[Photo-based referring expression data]
________
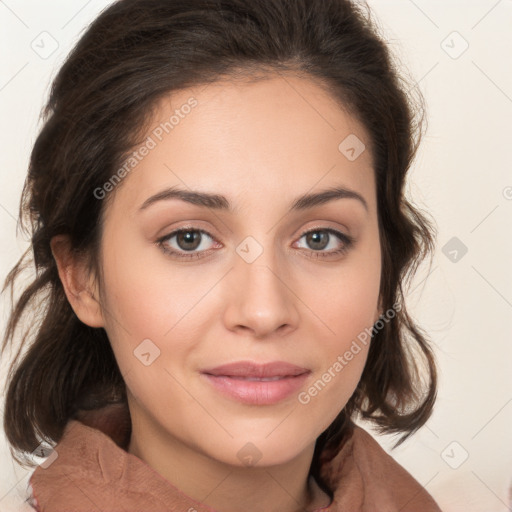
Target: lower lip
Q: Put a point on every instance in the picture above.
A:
(257, 392)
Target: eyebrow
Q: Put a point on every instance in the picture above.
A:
(220, 202)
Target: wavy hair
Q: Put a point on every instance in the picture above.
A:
(134, 53)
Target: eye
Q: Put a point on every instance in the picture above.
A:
(188, 242)
(320, 238)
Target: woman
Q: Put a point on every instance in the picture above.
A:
(221, 239)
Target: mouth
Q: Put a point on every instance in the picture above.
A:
(263, 384)
(250, 370)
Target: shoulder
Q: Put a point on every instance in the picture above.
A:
(366, 478)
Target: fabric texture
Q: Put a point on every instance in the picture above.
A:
(94, 472)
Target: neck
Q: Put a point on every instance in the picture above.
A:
(281, 488)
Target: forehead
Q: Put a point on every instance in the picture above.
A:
(279, 136)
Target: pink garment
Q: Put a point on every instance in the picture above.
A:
(94, 472)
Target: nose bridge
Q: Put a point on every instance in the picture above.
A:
(261, 298)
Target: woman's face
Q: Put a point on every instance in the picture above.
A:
(244, 282)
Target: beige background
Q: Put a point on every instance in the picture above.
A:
(463, 176)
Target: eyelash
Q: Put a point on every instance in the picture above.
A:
(347, 240)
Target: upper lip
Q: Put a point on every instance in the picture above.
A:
(251, 369)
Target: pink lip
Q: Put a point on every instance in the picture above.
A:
(230, 379)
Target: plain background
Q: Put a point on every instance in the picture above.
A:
(459, 54)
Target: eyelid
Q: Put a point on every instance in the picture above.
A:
(344, 237)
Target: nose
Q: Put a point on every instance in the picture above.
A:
(261, 299)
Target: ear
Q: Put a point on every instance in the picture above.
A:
(80, 287)
(379, 311)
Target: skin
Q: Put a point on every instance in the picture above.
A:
(261, 145)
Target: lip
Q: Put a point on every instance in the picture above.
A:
(251, 369)
(232, 381)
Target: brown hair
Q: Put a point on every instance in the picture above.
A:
(132, 55)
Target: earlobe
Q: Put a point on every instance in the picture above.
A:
(77, 282)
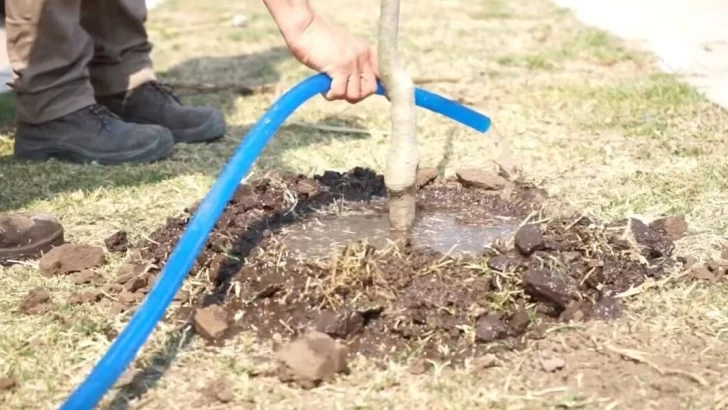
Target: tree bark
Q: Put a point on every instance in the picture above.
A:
(403, 157)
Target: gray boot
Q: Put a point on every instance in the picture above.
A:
(151, 103)
(93, 134)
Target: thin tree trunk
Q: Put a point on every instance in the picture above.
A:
(403, 156)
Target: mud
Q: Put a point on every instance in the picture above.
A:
(417, 301)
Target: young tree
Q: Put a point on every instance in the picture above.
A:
(403, 157)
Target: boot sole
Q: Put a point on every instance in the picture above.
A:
(34, 250)
(211, 130)
(46, 150)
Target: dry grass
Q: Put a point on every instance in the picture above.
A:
(589, 119)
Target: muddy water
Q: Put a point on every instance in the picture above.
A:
(319, 237)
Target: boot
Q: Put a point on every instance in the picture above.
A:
(151, 103)
(93, 134)
(27, 235)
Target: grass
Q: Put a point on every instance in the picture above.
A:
(583, 115)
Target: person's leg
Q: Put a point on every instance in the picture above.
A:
(123, 77)
(27, 235)
(57, 114)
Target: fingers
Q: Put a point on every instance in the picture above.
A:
(338, 87)
(357, 80)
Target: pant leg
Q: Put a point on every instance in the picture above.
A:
(48, 52)
(121, 47)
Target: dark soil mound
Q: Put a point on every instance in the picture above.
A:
(400, 302)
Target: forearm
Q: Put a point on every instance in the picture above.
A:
(291, 16)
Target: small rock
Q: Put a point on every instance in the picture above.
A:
(420, 366)
(649, 242)
(674, 227)
(482, 179)
(127, 272)
(485, 362)
(220, 390)
(340, 325)
(127, 297)
(90, 296)
(306, 188)
(112, 288)
(606, 308)
(311, 359)
(182, 296)
(8, 383)
(127, 377)
(489, 328)
(501, 263)
(529, 239)
(69, 258)
(712, 265)
(118, 308)
(211, 322)
(425, 176)
(88, 276)
(554, 287)
(118, 242)
(519, 322)
(687, 261)
(36, 302)
(552, 364)
(135, 284)
(572, 312)
(701, 272)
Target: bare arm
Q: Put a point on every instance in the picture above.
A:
(291, 16)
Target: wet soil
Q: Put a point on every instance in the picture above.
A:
(416, 301)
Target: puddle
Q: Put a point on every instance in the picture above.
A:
(319, 237)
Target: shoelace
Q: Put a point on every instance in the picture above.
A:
(163, 89)
(101, 114)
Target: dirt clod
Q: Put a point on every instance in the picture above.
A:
(8, 383)
(37, 301)
(482, 179)
(553, 287)
(135, 283)
(489, 328)
(647, 240)
(118, 242)
(674, 227)
(311, 359)
(529, 239)
(211, 322)
(425, 176)
(90, 296)
(220, 390)
(69, 258)
(552, 364)
(87, 276)
(381, 302)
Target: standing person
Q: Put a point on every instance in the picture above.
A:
(86, 90)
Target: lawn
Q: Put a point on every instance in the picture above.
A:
(581, 114)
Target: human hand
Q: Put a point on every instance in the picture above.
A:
(349, 61)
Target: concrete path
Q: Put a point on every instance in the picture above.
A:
(689, 36)
(5, 71)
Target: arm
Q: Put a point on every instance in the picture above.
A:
(292, 17)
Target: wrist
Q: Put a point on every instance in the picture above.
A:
(293, 17)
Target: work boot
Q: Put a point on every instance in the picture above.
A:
(151, 103)
(28, 235)
(93, 134)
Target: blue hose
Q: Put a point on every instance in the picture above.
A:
(127, 345)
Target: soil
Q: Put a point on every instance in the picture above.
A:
(69, 258)
(397, 303)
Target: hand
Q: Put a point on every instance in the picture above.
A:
(350, 62)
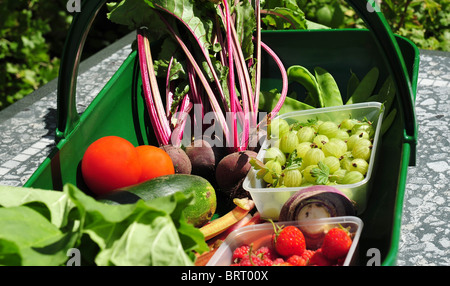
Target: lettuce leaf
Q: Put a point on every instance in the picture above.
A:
(39, 227)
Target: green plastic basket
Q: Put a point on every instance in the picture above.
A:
(119, 108)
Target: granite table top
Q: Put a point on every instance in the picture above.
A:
(27, 130)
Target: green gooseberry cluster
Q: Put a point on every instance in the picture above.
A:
(317, 152)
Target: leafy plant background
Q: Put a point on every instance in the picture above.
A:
(32, 34)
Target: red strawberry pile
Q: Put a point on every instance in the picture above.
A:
(289, 249)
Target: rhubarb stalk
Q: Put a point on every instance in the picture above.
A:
(217, 226)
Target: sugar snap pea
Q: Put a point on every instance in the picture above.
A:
(302, 75)
(328, 87)
(365, 88)
(268, 100)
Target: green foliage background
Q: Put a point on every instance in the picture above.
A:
(32, 34)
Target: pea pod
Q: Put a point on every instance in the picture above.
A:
(365, 88)
(268, 100)
(301, 75)
(328, 87)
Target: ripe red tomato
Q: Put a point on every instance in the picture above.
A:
(155, 162)
(110, 163)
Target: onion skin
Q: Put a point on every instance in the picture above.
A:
(336, 202)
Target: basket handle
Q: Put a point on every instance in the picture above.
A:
(82, 21)
(376, 22)
(67, 115)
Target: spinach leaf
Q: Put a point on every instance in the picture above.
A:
(38, 227)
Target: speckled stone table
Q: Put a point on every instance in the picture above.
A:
(27, 131)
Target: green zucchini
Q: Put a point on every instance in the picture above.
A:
(198, 213)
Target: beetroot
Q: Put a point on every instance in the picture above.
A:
(204, 158)
(180, 160)
(231, 172)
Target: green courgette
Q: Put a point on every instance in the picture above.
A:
(198, 213)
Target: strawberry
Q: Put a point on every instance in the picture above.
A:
(336, 243)
(301, 260)
(240, 252)
(297, 260)
(265, 252)
(278, 261)
(289, 241)
(318, 259)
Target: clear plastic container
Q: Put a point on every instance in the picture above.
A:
(269, 201)
(260, 235)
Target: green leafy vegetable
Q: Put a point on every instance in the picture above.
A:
________
- [Task instructions]: Collect each line above holding the string "pink".

- [Expected answer]:
Target: pink garment
Target: pink lip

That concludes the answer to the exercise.